_Exercise:_
Present the following data again exactly as it is shown.

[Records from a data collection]
□ □ □ □
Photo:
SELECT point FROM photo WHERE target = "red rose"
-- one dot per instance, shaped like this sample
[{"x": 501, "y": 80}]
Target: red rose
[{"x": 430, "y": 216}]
□ □ □ □
_Response to the task:_
Photo:
SELECT point FROM photo WHERE target = "red rose"
-- one dot per instance, shaped like this sample
[{"x": 501, "y": 80}]
Target: red rose
[{"x": 430, "y": 216}]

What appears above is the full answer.